> [Passage shown]
:::::

Characters Discussed
Last Updated on May 6, 2015, by eNotes Editorial. Word Count: 355
The Father
The Father, who, during preparations for the rehearsal of a play, appears on stage with five members of his family, in search of an author who will put them, already living characters, into a drama. The manager finally agrees to hear their story and allows them all to rehearse their parts as their illusions cause them to believe them to be.
The Mother
The Mother, who years ago was provided with a lover by her husband. After the lover tires of her, she returns, destitute, with her three illegitimate children and is again received into her husband’s home. She watches, sorrowing, as she sees her husband act out his visit to Madame Pace, from whom he attempts to purchase a replacement for his wife. Unknown to him, the girl he desires is the illegitimate daughter of his own wife.

:::::

> [Source excerpt]
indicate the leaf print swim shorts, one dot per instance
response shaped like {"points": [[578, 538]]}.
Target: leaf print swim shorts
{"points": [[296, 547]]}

:::::

> [Things to do]
a. In the character list, why does the Father come on stage with his family? Answer in one to three sentences.
b. Answer these questions from the character list:
(i) On what date was the entry last updated?
(ii) How many illegitimate children does the Mother bring back with her?
(iii) From whom does the Father try to buy a replacement for his wife?

> [Response list]
a. The Father is looking for an author who will put him and his family, who are already living characters, into a drama. He shows up with five members of his family while a play's rehearsal is being prepared.

b.
(i) May 6, 2015
(ii) Three
(iii) Madame Pace